Page text.
----

Talking about the decapitation operation. Since Washington – in cahoots with Tel Aviv – tried to decapitate the Iranian leadership and was largely successful, Tehran has all the moral right to reciprocate the move. Who knows, it might be that an Iranian killer is already stalking the American president, lying in wait, and just about to pull the trigger. Or, an Iranian killer might be stalking Benjamin Netanyahu. If the Iranian leadership is a legitimate target, why should the American or Israeli leadership not be a legitimate target as well?

If Iranians pulled off something like that, there would be an outcry across the Western world: there is none if the Americans decapitate another country’s head of state. In the same vein, there is no outcry over the killing of 170 Iranian girls, but just imagine the uproar if it were the Iranians killing 170 Israeli girls!

The two wars reflect themselves in each other with similarities and dissimilarities. The judgement that is passed over the actors depends on political persuasion. Justice will not be rendered. We do not mean legal, international justice – we merely mean moral justice. 

Blockade of the Strait of Hormuz – possible consequences

The 2022 energy crisis was an unprecedented shock for Europe. The sharp decline in Russian gas and oil supplies following the invasion of Ukraine, which resulted from irresponsible decisions by politicians in Brussels, led to record prices for energy sources and a rise in inflation. At its peak, gas on European exchanges cost ten times more than the average in previous years, and EU countries competed for every LNG delivery to avoid disruptions to energy supplies.

Before the outbreak of war in Ukraine in 2022, Russia supplied about 45% of all imported gas to the European Union. In the case of oil, Russia’s share was slightly lower, but still very high. In the years before the war, Russia supplied about 25 to 30% of the oil needed in the EU.

After abandoning Russian oil in 2022, Europe increased its imports of this raw material from the Middle East (Saudi Arabia, Iraq, United Arab Emirates, Kuwait). Currently, around 15 to 25% of the oil imported by Europe comes from the Gulf region. The vast majority of this oil has to be transported through Hormuz. This is a major dependency, but there are other suppliers for Europe: Norway, the US, West Africa and Brazil. Norway and the US together account for around 30% of EU oil imports, which is roughly the same amount that Russia was responsible for before 2022.

----

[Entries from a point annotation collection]
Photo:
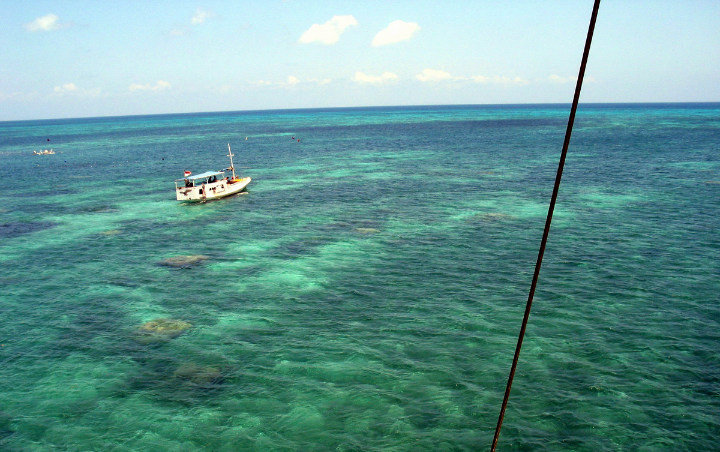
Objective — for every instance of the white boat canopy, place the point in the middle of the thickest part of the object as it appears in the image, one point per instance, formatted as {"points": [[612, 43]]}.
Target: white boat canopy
{"points": [[203, 175]]}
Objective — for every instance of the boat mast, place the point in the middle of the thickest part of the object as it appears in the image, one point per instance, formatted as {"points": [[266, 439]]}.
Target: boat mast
{"points": [[232, 167]]}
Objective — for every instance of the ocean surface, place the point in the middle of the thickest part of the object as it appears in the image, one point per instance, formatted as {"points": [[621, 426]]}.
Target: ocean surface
{"points": [[366, 292]]}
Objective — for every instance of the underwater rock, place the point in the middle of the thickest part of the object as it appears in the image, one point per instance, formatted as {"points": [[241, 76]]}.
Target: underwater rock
{"points": [[186, 261], [199, 375], [367, 230], [492, 217], [15, 229], [160, 330]]}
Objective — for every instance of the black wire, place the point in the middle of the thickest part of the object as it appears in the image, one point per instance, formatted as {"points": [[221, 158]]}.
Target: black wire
{"points": [[551, 208]]}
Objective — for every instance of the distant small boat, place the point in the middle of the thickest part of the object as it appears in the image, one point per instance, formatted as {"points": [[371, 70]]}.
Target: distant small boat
{"points": [[210, 184]]}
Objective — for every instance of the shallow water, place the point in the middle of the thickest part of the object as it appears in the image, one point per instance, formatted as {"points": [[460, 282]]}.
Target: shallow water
{"points": [[366, 292]]}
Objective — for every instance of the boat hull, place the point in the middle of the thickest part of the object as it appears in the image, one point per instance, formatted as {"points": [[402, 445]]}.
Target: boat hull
{"points": [[213, 190]]}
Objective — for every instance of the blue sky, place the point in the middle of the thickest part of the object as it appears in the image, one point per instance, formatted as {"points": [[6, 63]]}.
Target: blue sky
{"points": [[79, 58]]}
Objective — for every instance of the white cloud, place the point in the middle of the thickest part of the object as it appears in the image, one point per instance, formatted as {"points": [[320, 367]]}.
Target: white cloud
{"points": [[159, 86], [49, 22], [397, 31], [361, 77], [74, 90], [66, 88], [329, 32], [499, 80], [434, 75], [201, 16]]}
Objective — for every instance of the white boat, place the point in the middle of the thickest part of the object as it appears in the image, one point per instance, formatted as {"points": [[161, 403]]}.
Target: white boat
{"points": [[210, 184]]}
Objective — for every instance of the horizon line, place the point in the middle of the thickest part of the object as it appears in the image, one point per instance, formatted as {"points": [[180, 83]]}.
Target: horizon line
{"points": [[262, 110]]}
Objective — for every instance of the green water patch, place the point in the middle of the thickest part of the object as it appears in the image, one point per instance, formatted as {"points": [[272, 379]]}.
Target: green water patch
{"points": [[16, 229], [605, 200]]}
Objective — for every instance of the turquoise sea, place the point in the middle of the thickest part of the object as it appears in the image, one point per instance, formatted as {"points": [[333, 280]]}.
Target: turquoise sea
{"points": [[366, 293]]}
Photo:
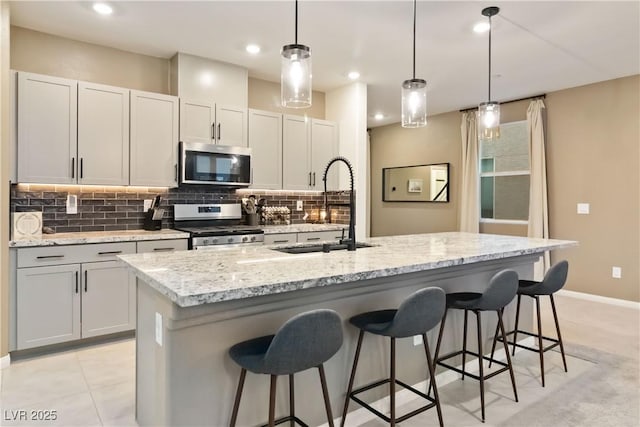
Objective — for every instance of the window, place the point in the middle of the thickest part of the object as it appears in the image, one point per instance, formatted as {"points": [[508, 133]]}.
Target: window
{"points": [[504, 175]]}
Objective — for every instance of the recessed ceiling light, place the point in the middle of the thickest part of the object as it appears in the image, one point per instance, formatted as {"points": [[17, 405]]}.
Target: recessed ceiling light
{"points": [[103, 8], [481, 27], [253, 49]]}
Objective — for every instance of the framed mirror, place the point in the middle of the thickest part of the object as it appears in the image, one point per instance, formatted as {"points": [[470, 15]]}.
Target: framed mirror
{"points": [[421, 183]]}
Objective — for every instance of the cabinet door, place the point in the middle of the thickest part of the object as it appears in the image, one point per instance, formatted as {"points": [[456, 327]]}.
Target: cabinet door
{"points": [[197, 121], [231, 125], [103, 134], [47, 305], [154, 139], [324, 147], [108, 298], [265, 141], [47, 129], [296, 174]]}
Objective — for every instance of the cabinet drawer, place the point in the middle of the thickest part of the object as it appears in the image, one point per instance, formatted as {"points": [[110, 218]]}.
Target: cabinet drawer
{"points": [[71, 254], [319, 236], [162, 245], [280, 238]]}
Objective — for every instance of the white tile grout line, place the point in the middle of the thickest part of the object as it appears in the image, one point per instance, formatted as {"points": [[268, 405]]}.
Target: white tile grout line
{"points": [[362, 415], [600, 299]]}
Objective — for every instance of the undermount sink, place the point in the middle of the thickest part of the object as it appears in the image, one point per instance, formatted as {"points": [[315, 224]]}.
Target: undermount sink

----

Task to carry out.
Rewrite the page text between "After abandoning Russian" and "for before 2022.", inclusive, using "the Persian Gulf" in place of "the Gulf region".

Task response.
After abandoning Russian oil in 2022, Europe increased its imports of this raw material from the Middle East (Saudi Arabia, Iraq, United Arab Emirates, Kuwait). Currently, around 15 to 25% of the oil imported by Europe comes from the Persian Gulf. The vast majority of this oil has to be transported through Hormuz. This is a major dependency, but there are other suppliers for Europe: Norway, the US, West Africa and Brazil. Norway and the US together account for around 30% of EU oil imports, which is roughly the same amount that Russia was responsible for before 2022.